DATA SHOWN.
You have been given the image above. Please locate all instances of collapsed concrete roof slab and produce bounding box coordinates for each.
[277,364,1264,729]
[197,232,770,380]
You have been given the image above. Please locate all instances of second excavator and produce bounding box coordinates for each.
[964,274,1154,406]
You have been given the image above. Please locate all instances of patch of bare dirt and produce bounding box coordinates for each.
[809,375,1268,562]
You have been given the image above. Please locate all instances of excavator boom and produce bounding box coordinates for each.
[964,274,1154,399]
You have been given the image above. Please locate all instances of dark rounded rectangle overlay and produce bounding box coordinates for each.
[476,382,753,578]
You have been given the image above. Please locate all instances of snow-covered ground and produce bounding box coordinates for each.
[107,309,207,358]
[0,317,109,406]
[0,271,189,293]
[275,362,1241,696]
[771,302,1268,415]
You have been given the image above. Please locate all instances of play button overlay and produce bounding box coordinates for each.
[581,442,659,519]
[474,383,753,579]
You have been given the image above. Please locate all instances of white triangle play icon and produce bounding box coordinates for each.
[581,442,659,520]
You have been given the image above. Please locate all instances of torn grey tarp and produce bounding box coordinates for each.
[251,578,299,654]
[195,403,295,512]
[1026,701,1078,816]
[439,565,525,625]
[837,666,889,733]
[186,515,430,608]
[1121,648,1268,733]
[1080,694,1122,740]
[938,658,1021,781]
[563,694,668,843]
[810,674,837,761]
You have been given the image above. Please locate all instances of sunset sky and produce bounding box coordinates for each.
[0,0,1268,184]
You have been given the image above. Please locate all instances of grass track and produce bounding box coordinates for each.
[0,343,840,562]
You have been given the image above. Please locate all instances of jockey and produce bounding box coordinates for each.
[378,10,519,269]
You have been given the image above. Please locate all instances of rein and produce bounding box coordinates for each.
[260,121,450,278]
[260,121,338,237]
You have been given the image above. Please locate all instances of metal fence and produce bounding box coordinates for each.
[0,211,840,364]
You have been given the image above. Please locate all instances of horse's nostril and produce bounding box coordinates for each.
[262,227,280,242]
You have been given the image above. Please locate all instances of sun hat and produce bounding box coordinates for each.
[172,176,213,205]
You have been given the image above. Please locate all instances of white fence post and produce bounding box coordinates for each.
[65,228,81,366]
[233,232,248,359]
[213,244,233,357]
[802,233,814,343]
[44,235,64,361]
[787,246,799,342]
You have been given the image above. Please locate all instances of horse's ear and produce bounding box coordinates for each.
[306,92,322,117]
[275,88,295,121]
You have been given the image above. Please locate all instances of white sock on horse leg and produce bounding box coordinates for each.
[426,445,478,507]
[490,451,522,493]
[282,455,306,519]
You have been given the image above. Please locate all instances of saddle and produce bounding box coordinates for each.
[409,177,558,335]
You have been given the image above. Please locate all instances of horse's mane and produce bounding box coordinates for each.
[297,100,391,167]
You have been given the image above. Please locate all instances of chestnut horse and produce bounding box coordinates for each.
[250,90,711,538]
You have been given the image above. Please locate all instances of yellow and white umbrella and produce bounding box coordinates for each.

WHAT THE EXERCISE ASKS.
Can you turn the listing above into a numbered list, leaving out any blank lines?

RESPONSE FOR THIS EXERCISE.
1. You have been given the image above. Please locate all instances of collapsed concrete roof slab and produce bounding box coordinates for each.
2. [277,364,1264,729]
3. [197,232,770,380]
4. You have been given the image above. Please locate all instances of second excavator and produce bounding box coordinates for each.
5. [964,274,1154,406]
6. You have been given the image above. Please locate all instances of patch of bare dirt and produce bounding box coordinates for each.
7. [809,375,1268,562]
8. You have been given the image above. Please locate all instances of excavator boom and produce bounding box coordinates for each.
9. [964,274,1154,399]
10. You have been given the image above. Please locate all instances of dark rounded rectangle overlay and produce bounding box coordinates for each.
11. [476,382,753,578]
12. You have been given the image above. Please locate all instances of snow-covered ground and produce bounding box coordinates for each.
13. [107,309,207,358]
14. [0,317,109,406]
15. [0,271,189,293]
16. [275,362,1241,696]
17. [771,302,1268,415]
18. You have been given the image above. Please locate all instances of play button overlay and produce bounding box coordinates for each.
19. [581,442,659,519]
20. [474,383,753,579]
21. You have been given the image above. Please locate all instances of white triangle play icon and produce bounding box coordinates for each.
22. [581,442,659,520]
23. You have been given the image above. Please locate all instances of torn grey tarp and produce bounding box coordinates for each.
24. [251,578,299,654]
25. [195,403,295,512]
26. [1026,701,1078,816]
27. [439,565,525,625]
28. [837,666,889,733]
29. [186,515,430,608]
30. [1121,648,1268,733]
31. [1080,694,1122,740]
32. [938,658,1021,781]
33. [563,694,668,843]
34. [810,674,837,761]
35. You have been given the image above. Please locate all instances of sunset sky and produce bounding box coordinates for each.
36. [0,0,1268,184]
37. You have been given the image above. Please locate all instances of grass track and produce bounding box coordinates for each.
38. [0,343,840,562]
39. You have been given the image above. Please locate all instances of jockey and produce bounding box coordinates for each.
40. [378,10,519,269]
41. You have been given the image above. Please locate all instances of rein and produce bounding box coordinates for each.
42. [260,121,450,278]
43. [260,121,338,237]
44. You have been given the image above. Please locate all instances of metal fence and produce bounding box coordinates for each.
45. [0,211,840,364]
46. You have been given the image above. Please locate all instances of horse's nostril and produce bounding box coordinates for each.
47. [262,227,280,242]
48. You have been given the image above. Please locate all instances of sun hat and produce bounding box coordinates for each.
49. [172,176,213,205]
50. You have been given the image above. Please locate all instances of white fence post and produce bounding box coordinates for each.
51. [65,228,81,366]
52. [233,232,248,359]
53. [213,244,233,357]
54. [802,233,814,343]
55. [44,235,64,361]
56. [787,246,799,342]
57. You have been given the image above. Please locate all instances of horse's ear and produce bounding box coordinates for each.
58. [306,92,322,117]
59. [275,88,295,121]
60. You have been given the image above. Please locate all instances of white sock on horse leg and produce bounding box coordinates for each.
61. [426,445,478,507]
62. [490,451,522,493]
63. [282,455,306,519]
64. You have been given the image above. Please locate all instances of saddle and produce bounding box coordinates for each.
65. [409,177,558,335]
66. You have been given the image above. Please locate all instances of horse's mane and produce bounding box coordinates for each.
67. [297,100,391,167]
68. You have been given the image above. Please locate all instances of chestnut horse and produce bounding box coordinates for each.
69. [250,90,711,538]
70. You have been given the image above. Please locate all instances of yellow and white umbrella and produce bounding box coordinates for each.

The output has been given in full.